Write each entry out again exactly as it was given.

==== Data in this exercise

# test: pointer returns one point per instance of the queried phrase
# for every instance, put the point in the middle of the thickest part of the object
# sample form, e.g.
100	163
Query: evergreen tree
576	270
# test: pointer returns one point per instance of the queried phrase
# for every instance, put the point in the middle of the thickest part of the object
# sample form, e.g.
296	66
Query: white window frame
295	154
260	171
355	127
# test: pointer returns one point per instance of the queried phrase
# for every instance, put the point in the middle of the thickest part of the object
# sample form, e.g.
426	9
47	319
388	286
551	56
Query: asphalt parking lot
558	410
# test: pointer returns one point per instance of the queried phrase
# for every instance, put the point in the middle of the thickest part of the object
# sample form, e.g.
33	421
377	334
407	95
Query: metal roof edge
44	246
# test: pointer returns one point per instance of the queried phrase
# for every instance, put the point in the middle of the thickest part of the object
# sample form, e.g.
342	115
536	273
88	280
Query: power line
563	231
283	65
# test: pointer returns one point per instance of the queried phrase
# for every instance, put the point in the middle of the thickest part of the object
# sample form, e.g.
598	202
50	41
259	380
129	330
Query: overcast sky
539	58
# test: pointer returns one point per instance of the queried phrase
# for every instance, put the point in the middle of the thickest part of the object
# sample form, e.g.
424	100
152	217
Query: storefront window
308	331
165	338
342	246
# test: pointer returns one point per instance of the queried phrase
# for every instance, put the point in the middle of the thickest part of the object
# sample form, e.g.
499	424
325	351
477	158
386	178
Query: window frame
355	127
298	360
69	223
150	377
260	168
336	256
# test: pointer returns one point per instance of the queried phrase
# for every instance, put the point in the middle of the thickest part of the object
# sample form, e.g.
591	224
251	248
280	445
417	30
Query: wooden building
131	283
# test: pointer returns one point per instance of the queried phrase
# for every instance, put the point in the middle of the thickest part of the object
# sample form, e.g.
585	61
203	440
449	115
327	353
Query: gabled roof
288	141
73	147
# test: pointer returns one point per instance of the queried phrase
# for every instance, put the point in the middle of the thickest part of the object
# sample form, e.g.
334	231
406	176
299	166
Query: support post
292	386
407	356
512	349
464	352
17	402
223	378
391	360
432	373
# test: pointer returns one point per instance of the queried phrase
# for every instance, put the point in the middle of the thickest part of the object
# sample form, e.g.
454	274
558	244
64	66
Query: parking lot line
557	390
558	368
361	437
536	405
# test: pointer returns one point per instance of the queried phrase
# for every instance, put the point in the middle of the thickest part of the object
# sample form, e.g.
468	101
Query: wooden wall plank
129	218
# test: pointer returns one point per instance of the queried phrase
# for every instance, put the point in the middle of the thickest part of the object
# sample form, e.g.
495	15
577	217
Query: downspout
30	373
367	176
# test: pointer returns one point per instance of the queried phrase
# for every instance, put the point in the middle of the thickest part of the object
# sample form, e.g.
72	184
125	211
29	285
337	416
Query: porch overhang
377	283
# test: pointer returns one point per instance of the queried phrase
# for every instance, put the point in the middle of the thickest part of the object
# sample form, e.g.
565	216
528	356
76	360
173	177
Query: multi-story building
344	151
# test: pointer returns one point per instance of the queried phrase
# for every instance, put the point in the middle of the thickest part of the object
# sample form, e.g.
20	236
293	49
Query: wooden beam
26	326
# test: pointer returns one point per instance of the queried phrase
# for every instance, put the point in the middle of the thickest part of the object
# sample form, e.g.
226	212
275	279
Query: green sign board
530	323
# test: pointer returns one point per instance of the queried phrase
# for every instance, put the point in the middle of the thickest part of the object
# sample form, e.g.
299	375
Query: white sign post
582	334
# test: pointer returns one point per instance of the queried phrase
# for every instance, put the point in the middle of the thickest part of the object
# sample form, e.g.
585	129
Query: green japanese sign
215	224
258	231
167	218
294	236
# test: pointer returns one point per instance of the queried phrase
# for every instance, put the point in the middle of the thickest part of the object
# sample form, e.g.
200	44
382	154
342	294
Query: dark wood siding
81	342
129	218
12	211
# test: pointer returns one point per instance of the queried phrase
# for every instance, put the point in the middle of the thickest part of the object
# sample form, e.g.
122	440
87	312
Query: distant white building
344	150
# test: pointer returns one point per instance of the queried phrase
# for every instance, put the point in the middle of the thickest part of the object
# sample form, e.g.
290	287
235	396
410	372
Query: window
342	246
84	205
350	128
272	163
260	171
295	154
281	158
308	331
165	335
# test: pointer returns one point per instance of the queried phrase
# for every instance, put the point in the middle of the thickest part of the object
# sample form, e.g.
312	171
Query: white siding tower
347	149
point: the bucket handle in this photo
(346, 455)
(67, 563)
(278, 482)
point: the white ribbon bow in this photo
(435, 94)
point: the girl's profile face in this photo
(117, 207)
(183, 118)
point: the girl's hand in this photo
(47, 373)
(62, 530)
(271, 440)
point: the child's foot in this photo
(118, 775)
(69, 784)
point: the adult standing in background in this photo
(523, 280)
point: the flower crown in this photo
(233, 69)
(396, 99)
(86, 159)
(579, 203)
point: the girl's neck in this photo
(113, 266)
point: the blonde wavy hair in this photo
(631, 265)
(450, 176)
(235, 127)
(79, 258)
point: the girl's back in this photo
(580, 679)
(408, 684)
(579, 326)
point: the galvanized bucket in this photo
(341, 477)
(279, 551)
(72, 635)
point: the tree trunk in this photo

========

Output of the exercise:
# test: pointer returns one point per instance of the queried phrase
# for every instance, put the point in the middle of the thickest part of the object
# sample form, e.g.
100	163
Query: evergreen tree
576	270
# test: pointer returns one point per instance of the queried phrase
# for every instance, put the point in the middle of the thickest part of the object
# sample form, e.g.
296	66
Query: white window frame
295	154
260	171
355	127
# test: pointer returns one point per instance of the queried phrase
# for every instance, put the point in the middle of the thickest part of the object
# sample form, e.g.
426	9
47	319
388	286
551	56
Query: asphalt parking lot
558	410
# test: pointer returns one point per instance of the queried phrase
# for every instance, put the point in the middle of the thickest part of the object
# sample form, e.g.
33	421
377	334
407	95
Query: metal roof edge
44	246
# test: pointer returns one point per instance of the queried phrase
# for every instance, put the point in the middle of the thickest part of the object
# sample form, e.g.
342	115
536	273
88	280
Query: power line
563	231
283	65
# test: pointer returns one point per instance of the queried phrase
# for every instance, put the point in the middle of the thickest part of the object
# sample form, e.g.
598	202
50	41
259	380
129	330
Query: overcast sky
539	58
# test: pointer returns one point per instance of the queried phrase
# for every instance, put the point in the middle of the thickest part of the object
# sample form, e.g.
424	100
152	217
Query: storefront window
308	331
165	338
342	246
# test: pointer returns one point per instance of the queried phrase
# for every instance, put the point in the middle of the thickest part of the object
# sample form, e.g.
499	424
325	351
477	158
386	178
Query: window frame
355	127
298	360
69	223
150	377
260	168
336	256
# test: pointer returns one point per instance of the queried phrase
# for every instance, put the point in the middle of the thickest part of the object
# sample form, e.g.
591	224
251	248
280	445
417	30
Query: wooden building
131	283
# test: pointer returns one point per instance of the queried phrase
# for every instance, put the point in the middle of the thickest part of the object
# sample form, e.g.
585	61
203	440
449	115
327	353
Query: gabled roof
288	141
73	147
# test: pointer returns one point per instance of the queried phrase
# for every instance, put the point in the middle of the thickest part of the object
# sample form, e.g.
334	231
406	176
299	166
Query: support post
292	386
407	356
512	349
464	352
17	402
223	378
391	360
432	373
# test: pointer returns one point per instance of the queried phrase
# for every instance, put the point in the middle of the thickest part of the object
# sample form, e.g.
454	274
558	244
64	66
Query: parking lot line
557	390
558	368
361	437
536	405
# test: pointer returns one point per instance of the queried phrase
# for every instance, put the point in the middle of the thickest part of the object
# sample form, e.g.
468	101
Query: wooden wall plank
129	218
# test: pointer returns one point per instance of the queried phrase
# for every instance, put the point in the middle of the thickest part of the object
# sample form, e.g.
495	15
577	217
Query: downspout
30	373
367	176
# test: pointer returns one point per instance of the queried phrase
# for every instance, put the point in the middle of the thickest part of the object
# sample form, e.g.
72	184
125	211
29	285
337	416
Query: porch overhang
377	283
# test: pointer returns one point per instance of the queried phrase
# for every instance, put the point in the middle of the thickest part of the object
# sample form, e.g.
565	216
528	356
76	360
173	177
Query: multi-story building
344	151
# test: pointer returns one point per instance of the queried phrase
# for every instance, put the point in the middle of the thickest part of the object
# sample form, e.g.
20	236
293	49
Query: wooden beam
26	326
# test: pointer returns one point per instance of the queried phrase
# for every instance, put the point in the middle of the thickest part of the object
# sample form, e.g.
226	212
275	279
Query: green sign board
530	323
# test: pointer returns one point per instance of the queried phrase
# for every instance, put the point in the middle of the thickest part of the object
# sample form, e.g.
299	375
Query: white sign post
582	334
# test: pointer returns one point per instance of the queried phrase
# for every instance, put the point in the middle of the thickest part of the object
# sample form, e.g.
585	129
Query: green japanese sign
215	224
258	231
167	218
294	236
# test: pointer returns one point per instance of the queried phrase
# for every instance, put the point in the middle of the thickest part of the object
# sample form, e.g.
200	44
382	154
342	294
Query: dark wood siding
81	342
129	218
12	211
# test: pointer returns one point per instance of the queried phrase
# for every instance, put the point in the middle of the thickest part of the object
# sample form, e.g.
122	440
87	312
Query: distant white building
344	150
# test: pointer returns one point per instance of the queried phrase
# for every instance, put the point in the middle of the thickest part of the object
# sample form, e.g.
290	287
235	396
410	372
Query: window
342	246
84	205
350	128
272	163
260	171
295	154
281	158
308	331
165	335
# test: pointer returns one point per instance of the queried phrase
# for every instance, put the point in the middle of the thickest part of the object
# sample form, e.g.
312	171
Query: white siding tower
347	149
point: the bucket handle in this photo
(346, 455)
(67, 563)
(278, 482)
point: the white ribbon bow in this photo
(435, 94)
point: the girl's profile face in this photo
(117, 207)
(183, 118)
point: the girl's hand in this photo
(47, 373)
(62, 530)
(271, 440)
point: the child's foot in this photo
(118, 775)
(69, 784)
point: the adult standing in background in this photo
(523, 280)
point: the flower crown in this photo
(233, 69)
(396, 99)
(86, 159)
(579, 203)
point: the girl's neck in this photo
(113, 266)
point: the blonde wavy hair in this photo
(631, 265)
(450, 176)
(235, 127)
(79, 258)
point: the girl's back in this photo
(580, 679)
(408, 684)
(579, 326)
point: the galvanized bucket in this photo
(341, 477)
(279, 551)
(72, 635)
point: the tree trunk in this photo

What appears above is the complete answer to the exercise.